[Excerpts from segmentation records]

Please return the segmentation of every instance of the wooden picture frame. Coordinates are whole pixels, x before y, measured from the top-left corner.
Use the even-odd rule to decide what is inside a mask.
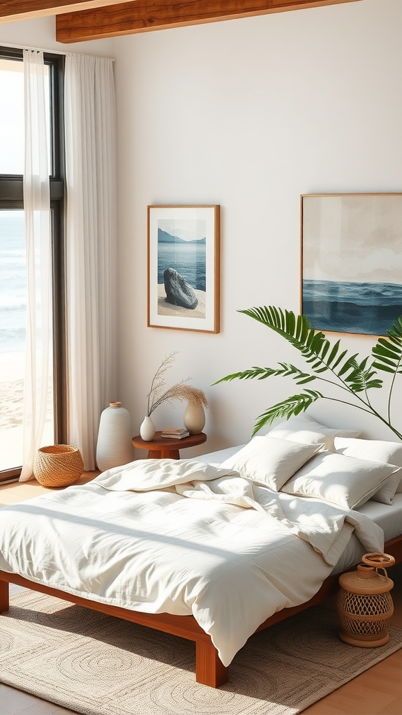
[[[402,194],[304,194],[300,212],[300,312],[325,332],[386,335],[402,313]]]
[[[148,206],[148,327],[219,332],[219,205]]]

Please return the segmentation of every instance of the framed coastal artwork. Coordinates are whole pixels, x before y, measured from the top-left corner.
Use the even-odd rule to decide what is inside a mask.
[[[384,335],[402,315],[402,194],[301,197],[301,312],[316,330]]]
[[[219,332],[220,207],[148,207],[148,326]]]

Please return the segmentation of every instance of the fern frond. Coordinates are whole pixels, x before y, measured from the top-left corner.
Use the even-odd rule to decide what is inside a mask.
[[[313,403],[320,398],[323,398],[321,393],[306,389],[305,393],[293,395],[280,403],[277,403],[276,405],[269,408],[257,418],[253,430],[253,436],[265,425],[271,425],[277,418],[285,418],[288,420],[293,415],[298,415],[300,412],[305,412]]]

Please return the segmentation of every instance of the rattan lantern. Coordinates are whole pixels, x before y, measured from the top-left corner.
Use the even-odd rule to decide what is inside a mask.
[[[363,562],[357,571],[339,577],[339,636],[350,646],[375,648],[389,641],[388,626],[393,613],[389,592],[393,581],[388,578],[386,566],[392,566],[395,559],[388,553],[366,553]]]

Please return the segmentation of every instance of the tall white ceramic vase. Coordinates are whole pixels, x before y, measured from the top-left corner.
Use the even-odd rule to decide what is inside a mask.
[[[97,443],[97,465],[104,472],[112,467],[132,462],[131,421],[121,403],[110,403],[99,421]]]
[[[205,424],[205,413],[201,403],[188,403],[185,410],[183,421],[190,435],[202,432]]]
[[[155,425],[150,417],[144,417],[139,428],[141,438],[144,442],[152,442],[155,436]]]

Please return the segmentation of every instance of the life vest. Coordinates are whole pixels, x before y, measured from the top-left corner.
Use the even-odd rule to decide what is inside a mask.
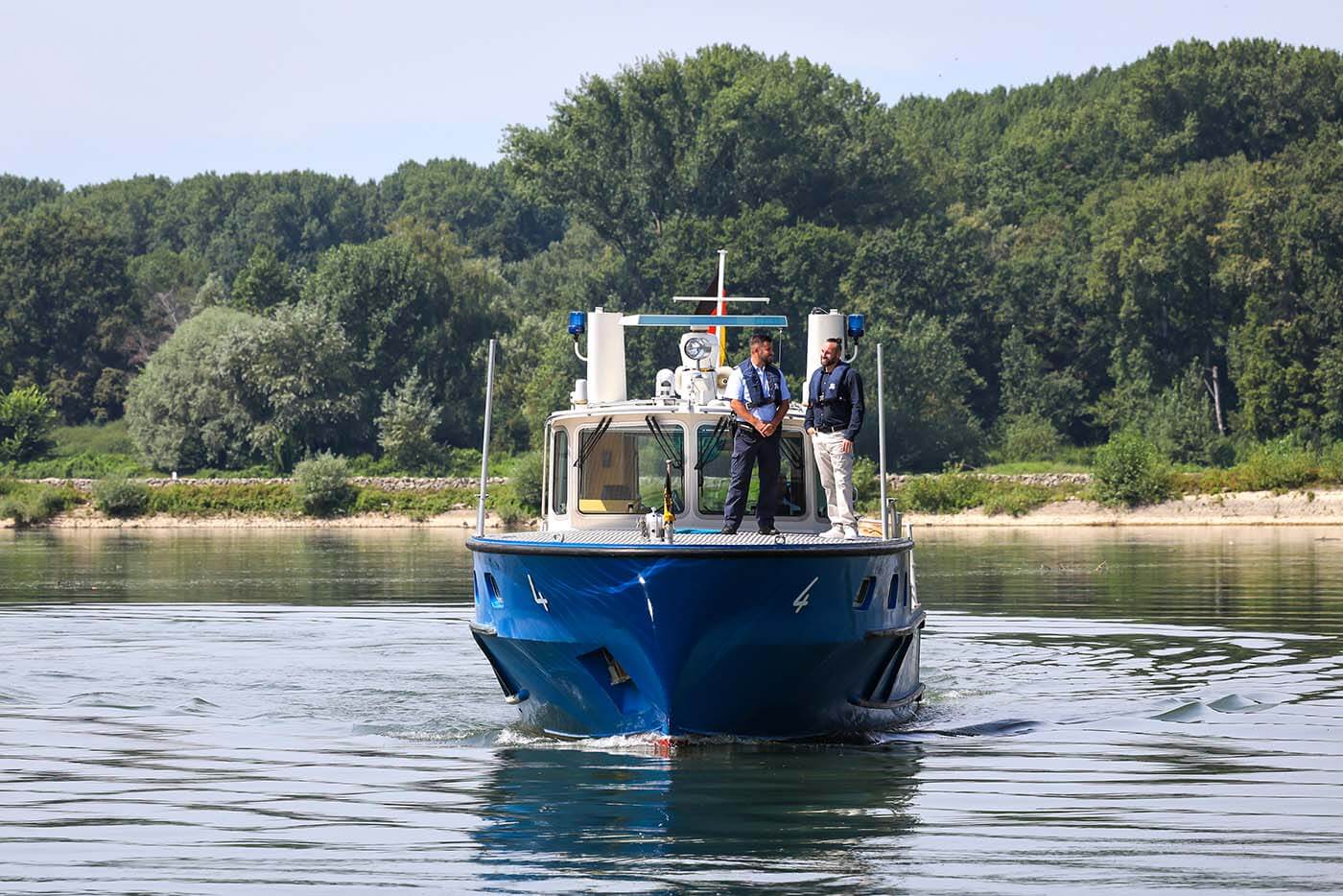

WHAT IS BEING ASKED – Convert the items above into a Markdown table with the columns "Row" and "Line", starting at the line that contains "Please return the segmentation of every instance of the life" and continuing through the end of the items. Omit blank lines, and leave the pictures out of the table.

SOLUTION –
| Row | Line |
|---|---|
| 1 | Please return the segmentation of every instance of the life vest. Coordinates are whole pixels, x before y, measured from the top-left corner. |
| 2 | Use the even-odd rule to decide what is inside a mask. |